▶ [Excerpted passage]
__________

I spent one third of my career as a management consultant. It was a great experience filled with a lot of learning and a lot of tough moments, too.

That means I was paid to find what is wrong, root it out, and figure out a better path forward. It made me a great problem-solver, but it had a downside–I (and others in similar jobs) was being conditioned to point out the negative in everything I saw.

The thing is, we all do this, especially with ourselves. Listen to how people talk about their workload or the hours they work. It almost becomes a competition for who is the most beaten down.

You often hear things around the office like, “I was at the office until 10 last night. I’m so beat!” Then a coworker will often respond with all this pride in their voice with something like, “10? Wow, you have it easy. I was here until midnight, and then did another three hours once I got home.”

Let me ask, which one of them is the winner in this debate?

Or when you try to commend someone on doing a good job, they often point out where they went wrong rather than just taking the praise. I remember giving a big presentation to a client early in my career, and a peer told me I did a great job afterward. My immediate response was, “No, I totally messed up that section about their growth strategy. Luckily they forgot about that once we showed them the savings involved.” I could not even start by saying, “Thanks,” before pointing out my failure.

And it is not just in work situations. Next time someone has you over for dinner, compliment them on the food, and watch what happens. You are likely to hear something like, “Thanks, but I overcooked it.” Or, “Maybe, but the potatoes needed more salt.”

This has become a major focus of my coaching work–helping people to get comfortable with being good at things. We are so entrenched in self-deprecation or denying our achievements that we end up framing ourselves with mediocrity at best or incompetence at worst.

How can you possibly be successful if you see yourself as mediocre or worse? The answer is obviously that you can’t.

However, you can change the situation. Here is the exercise I give people I work with. I call it “Stop the But.”

Stop the But

Say something good about yourself or something you did. As soon as you feel the word “but” forming in your mind, stop yourself. Just say the good part without anything to downplay it, take away from it, or negate it. Just allow the good.

Here are a few examples from people I work with.

The first is from working with a woman who was so caught in her not being smart enough for the job she wanted, she thought they made a mistake or there was something wrong with the company when they offered her the job.

So I asked her about how she did in college. She said, “I got good grades, but…”

I jumped in there and cut her off by saying, “Stop. You got good grades. Leave it there.”

But she could not do it, and responded with, “No, that does not matter. It was so long ago. And what I studied is not relevant to what I want to do. So who cares?”

The point is just to allow the good thing about you to sit unchallenged. Of course that good thing may not be relevant in every situation, so why bother naming specific reasons for it to be invalid in any one context? Good grades are also not relevant to whether she is good at basketball, can fly a plane, or any number of other unrelated things. So choosing one to focus on to discredit the good is no more rational than just letting the good be as it.

Another person was having trouble getting along with his boss, and was broadening that out to a general issue with people, and then catastrophizing that he was unemployable, and his career was doomed.

__________

▶ [Excerpted data]
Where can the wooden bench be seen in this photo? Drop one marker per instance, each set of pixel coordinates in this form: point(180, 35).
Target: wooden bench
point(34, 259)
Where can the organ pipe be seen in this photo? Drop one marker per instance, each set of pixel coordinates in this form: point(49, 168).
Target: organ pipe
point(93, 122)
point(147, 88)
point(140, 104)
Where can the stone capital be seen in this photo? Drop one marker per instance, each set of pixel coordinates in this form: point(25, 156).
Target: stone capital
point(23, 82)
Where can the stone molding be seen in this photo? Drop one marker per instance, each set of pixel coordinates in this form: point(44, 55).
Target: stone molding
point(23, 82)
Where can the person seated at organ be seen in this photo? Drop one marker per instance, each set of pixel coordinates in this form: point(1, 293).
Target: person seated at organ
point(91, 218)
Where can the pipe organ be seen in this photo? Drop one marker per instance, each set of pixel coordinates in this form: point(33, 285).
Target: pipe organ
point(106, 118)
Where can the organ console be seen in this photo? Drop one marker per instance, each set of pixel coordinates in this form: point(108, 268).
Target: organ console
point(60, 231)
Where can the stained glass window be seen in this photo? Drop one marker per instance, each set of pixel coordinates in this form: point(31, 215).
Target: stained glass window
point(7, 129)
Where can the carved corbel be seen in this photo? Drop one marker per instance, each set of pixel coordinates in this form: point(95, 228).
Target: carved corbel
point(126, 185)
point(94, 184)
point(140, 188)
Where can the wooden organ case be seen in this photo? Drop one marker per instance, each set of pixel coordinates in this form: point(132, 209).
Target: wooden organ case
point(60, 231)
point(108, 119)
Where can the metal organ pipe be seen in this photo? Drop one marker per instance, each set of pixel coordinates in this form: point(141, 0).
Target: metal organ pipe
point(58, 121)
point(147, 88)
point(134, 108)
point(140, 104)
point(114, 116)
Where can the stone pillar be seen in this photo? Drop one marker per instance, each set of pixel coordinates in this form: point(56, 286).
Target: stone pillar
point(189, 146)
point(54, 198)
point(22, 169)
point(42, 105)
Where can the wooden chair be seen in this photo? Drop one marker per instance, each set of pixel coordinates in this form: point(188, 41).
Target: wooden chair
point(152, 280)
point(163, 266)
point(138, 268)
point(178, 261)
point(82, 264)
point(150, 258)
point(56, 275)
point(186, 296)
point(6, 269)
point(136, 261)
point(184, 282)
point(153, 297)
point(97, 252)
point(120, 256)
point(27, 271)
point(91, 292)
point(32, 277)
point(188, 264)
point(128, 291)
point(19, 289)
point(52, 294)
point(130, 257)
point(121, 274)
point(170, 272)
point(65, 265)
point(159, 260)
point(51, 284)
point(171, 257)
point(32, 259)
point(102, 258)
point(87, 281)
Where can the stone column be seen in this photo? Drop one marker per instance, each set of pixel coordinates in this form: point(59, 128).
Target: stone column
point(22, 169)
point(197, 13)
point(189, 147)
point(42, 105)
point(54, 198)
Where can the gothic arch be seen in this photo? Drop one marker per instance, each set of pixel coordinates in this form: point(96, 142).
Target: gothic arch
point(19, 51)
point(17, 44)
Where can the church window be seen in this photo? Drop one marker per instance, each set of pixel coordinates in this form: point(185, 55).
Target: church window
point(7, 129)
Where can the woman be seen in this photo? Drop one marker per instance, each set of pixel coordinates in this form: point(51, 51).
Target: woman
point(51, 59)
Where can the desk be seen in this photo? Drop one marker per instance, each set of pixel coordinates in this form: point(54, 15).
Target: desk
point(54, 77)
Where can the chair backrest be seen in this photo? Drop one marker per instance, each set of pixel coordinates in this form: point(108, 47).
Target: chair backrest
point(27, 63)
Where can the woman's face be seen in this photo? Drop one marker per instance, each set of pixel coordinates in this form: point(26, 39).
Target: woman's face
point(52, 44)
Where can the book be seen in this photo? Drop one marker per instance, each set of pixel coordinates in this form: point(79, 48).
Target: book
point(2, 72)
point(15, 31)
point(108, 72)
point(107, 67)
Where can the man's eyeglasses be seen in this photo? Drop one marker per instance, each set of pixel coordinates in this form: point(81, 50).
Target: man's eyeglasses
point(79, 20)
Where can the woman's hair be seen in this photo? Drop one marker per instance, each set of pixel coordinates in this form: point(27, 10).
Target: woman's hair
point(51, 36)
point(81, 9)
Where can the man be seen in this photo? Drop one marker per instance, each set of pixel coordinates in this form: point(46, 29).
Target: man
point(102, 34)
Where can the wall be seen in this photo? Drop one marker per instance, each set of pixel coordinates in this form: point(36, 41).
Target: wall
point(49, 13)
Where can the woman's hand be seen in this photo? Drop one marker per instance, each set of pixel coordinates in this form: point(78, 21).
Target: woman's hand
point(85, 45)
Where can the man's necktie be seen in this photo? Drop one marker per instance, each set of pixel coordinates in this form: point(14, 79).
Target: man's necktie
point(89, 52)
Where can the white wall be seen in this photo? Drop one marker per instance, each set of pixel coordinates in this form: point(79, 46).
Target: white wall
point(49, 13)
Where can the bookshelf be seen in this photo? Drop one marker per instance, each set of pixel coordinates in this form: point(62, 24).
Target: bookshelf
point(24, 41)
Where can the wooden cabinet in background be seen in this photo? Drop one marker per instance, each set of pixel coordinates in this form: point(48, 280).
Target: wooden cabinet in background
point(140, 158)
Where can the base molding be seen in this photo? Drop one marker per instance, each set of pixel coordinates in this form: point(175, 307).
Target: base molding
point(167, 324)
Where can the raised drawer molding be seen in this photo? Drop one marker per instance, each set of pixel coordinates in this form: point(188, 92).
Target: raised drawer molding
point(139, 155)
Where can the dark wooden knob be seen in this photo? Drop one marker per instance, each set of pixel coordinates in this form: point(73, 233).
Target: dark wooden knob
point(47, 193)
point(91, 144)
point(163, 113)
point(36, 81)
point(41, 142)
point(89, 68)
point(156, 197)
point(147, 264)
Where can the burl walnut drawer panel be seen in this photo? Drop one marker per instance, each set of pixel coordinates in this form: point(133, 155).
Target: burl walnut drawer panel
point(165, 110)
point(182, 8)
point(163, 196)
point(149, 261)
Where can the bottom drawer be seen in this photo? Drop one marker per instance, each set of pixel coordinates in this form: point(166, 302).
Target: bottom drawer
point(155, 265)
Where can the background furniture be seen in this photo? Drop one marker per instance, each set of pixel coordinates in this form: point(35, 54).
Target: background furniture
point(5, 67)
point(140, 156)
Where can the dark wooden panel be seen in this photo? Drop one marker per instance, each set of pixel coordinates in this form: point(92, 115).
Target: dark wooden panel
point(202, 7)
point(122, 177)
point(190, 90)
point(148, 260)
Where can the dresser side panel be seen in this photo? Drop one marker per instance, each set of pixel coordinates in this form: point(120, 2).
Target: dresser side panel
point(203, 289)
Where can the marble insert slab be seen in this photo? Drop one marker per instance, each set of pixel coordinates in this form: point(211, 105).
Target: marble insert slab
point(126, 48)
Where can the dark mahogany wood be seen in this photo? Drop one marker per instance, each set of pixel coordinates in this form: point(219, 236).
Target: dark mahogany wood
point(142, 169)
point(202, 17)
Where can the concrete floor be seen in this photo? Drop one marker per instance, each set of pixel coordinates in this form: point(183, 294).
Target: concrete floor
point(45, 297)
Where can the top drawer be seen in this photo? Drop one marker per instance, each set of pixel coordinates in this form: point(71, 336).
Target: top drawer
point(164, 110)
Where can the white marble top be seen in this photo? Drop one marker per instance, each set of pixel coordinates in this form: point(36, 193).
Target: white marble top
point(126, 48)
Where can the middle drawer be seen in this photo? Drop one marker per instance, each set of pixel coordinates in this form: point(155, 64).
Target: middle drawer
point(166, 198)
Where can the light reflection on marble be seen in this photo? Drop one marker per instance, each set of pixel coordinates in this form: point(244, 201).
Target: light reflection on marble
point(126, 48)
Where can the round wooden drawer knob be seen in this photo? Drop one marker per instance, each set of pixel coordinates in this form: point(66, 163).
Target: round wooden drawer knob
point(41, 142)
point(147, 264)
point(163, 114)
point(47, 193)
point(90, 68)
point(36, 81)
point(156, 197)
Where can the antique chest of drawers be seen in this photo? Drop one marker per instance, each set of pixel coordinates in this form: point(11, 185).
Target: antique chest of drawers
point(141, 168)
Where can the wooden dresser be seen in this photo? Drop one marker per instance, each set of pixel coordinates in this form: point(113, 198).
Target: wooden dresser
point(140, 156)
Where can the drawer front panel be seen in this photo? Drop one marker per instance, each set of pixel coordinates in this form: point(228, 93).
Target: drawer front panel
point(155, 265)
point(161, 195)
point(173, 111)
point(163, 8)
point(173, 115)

__________

Answer these from the passage on self-deprecation:
(a) What fraction of the author's career was spent as a management consultant?
(b) In the office exchange, until what hour does the coworker claim to have stayed at the office?
(c) What name does the author give to the exercise offered to the people they work with?
The data can be left aside, since nothing here depends on it.

(a) One third.
(b) Until midnight.
(c) "Stop the But."